INSTRUÇÕES DE TRABALHO: Quais linhas dos registros contêm a palavra "green"? Liste cada uma copiada por inteiro, lembrando que maiúsculas e minúsculas fazem diferença.

========

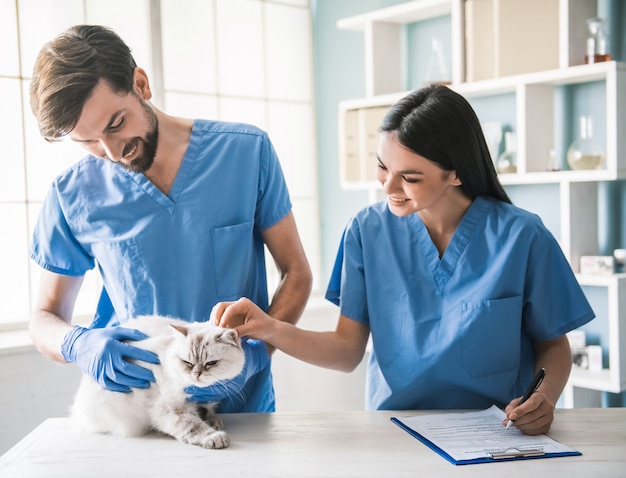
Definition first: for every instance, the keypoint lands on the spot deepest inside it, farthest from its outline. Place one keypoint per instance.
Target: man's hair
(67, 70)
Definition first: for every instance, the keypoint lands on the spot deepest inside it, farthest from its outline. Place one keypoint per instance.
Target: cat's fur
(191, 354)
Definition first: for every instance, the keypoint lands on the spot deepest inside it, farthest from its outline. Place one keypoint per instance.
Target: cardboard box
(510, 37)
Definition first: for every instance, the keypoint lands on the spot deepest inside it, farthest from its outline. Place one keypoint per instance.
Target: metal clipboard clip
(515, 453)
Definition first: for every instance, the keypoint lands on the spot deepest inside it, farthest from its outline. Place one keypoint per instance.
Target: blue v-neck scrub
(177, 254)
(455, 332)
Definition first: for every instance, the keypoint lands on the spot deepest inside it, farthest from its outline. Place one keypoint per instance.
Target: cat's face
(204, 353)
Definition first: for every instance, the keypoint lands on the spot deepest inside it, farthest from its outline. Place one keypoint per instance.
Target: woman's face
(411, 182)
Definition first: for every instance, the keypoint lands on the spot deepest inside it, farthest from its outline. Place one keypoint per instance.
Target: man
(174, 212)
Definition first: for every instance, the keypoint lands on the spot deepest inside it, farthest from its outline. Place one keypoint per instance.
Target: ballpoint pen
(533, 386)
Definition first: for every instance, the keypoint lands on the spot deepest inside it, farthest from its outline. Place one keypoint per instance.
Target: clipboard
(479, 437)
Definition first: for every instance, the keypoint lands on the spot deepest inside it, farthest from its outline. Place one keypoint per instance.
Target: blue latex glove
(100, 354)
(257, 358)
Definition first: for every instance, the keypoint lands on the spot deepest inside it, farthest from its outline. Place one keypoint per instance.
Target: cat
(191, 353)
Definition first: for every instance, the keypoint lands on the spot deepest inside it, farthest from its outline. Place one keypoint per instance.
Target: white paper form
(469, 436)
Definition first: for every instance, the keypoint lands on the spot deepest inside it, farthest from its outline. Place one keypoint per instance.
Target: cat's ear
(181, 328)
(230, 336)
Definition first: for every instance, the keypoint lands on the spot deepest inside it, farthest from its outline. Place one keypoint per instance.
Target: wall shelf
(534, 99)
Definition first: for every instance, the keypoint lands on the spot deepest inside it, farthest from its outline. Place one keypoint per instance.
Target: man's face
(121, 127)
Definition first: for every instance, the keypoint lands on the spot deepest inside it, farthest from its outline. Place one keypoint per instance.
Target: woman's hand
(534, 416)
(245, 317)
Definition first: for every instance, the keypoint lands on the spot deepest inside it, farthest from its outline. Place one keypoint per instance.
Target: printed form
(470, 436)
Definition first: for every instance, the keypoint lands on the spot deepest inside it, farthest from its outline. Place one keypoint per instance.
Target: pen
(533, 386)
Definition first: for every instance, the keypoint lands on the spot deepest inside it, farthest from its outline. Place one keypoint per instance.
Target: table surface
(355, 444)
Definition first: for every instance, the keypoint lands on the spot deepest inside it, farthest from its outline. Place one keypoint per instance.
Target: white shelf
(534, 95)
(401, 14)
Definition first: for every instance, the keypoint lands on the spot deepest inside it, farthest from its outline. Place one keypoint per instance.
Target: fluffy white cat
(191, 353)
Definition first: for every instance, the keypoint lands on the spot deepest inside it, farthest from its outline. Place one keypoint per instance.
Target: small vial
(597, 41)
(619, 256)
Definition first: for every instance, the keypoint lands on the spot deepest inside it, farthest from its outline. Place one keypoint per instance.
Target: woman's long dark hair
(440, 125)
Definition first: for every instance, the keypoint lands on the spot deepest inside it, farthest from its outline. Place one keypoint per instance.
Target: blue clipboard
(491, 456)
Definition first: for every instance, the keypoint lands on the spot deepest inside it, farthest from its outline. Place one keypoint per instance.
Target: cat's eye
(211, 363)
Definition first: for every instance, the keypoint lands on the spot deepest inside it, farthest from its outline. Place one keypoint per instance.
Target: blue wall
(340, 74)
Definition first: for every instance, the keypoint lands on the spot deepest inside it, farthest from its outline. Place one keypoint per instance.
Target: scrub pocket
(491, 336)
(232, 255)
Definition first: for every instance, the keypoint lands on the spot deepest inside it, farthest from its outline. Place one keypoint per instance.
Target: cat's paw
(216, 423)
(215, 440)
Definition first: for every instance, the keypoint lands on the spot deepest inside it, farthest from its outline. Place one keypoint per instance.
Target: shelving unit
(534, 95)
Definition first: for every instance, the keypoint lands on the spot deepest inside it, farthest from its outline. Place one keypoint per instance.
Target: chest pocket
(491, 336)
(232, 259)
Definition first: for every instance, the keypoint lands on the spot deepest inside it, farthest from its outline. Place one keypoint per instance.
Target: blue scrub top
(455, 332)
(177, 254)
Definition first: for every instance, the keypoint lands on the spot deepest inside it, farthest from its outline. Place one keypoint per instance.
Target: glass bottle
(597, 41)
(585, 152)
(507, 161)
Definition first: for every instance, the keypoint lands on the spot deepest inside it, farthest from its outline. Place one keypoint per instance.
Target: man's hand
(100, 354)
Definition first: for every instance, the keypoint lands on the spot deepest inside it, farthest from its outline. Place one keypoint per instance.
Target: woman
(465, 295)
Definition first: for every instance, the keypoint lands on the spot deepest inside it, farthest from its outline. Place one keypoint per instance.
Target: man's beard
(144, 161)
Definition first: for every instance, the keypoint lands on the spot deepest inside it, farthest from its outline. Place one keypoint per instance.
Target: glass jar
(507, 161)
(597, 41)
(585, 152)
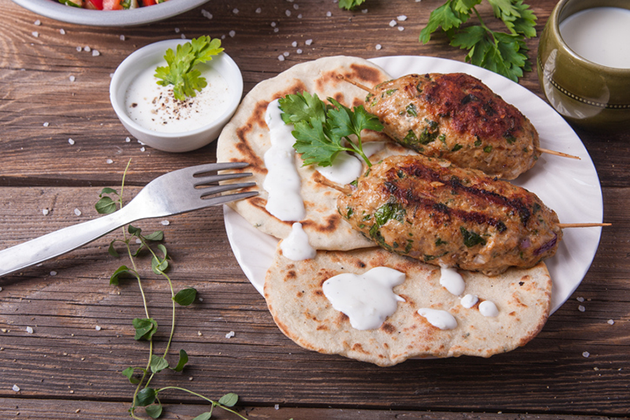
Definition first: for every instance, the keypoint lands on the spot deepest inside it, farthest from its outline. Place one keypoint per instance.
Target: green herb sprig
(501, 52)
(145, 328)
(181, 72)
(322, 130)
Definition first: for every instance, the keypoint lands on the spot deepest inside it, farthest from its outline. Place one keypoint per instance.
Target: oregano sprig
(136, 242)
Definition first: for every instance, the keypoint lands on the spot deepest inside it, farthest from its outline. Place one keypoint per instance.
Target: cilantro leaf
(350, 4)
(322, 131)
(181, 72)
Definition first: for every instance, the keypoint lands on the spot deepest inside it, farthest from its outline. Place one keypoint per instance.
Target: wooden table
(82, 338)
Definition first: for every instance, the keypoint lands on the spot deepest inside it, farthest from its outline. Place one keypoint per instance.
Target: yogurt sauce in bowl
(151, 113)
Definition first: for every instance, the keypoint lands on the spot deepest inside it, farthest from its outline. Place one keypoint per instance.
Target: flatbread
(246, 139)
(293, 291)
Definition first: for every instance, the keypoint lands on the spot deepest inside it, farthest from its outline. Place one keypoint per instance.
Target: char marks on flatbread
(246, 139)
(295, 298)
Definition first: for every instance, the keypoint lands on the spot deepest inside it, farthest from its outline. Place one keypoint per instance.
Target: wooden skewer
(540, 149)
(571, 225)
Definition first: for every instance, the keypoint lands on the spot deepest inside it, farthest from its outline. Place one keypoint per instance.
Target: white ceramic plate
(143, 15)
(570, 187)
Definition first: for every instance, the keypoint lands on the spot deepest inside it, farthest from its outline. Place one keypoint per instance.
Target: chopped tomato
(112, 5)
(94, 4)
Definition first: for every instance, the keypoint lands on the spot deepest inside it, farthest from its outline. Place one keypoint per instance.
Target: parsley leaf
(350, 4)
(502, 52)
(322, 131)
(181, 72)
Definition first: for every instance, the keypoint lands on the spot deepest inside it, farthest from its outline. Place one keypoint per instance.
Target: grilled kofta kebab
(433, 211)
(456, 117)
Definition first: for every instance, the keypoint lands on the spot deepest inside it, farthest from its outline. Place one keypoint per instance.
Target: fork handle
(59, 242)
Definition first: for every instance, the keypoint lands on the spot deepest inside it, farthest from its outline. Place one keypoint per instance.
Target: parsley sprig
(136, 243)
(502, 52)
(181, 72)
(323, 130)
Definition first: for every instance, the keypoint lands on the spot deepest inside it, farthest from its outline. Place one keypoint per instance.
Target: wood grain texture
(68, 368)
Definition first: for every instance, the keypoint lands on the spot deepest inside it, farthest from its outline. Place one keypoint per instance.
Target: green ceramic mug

========

SOLUÇÃO DA TAREFA:
Target: green herb sprig
Target: green ceramic mug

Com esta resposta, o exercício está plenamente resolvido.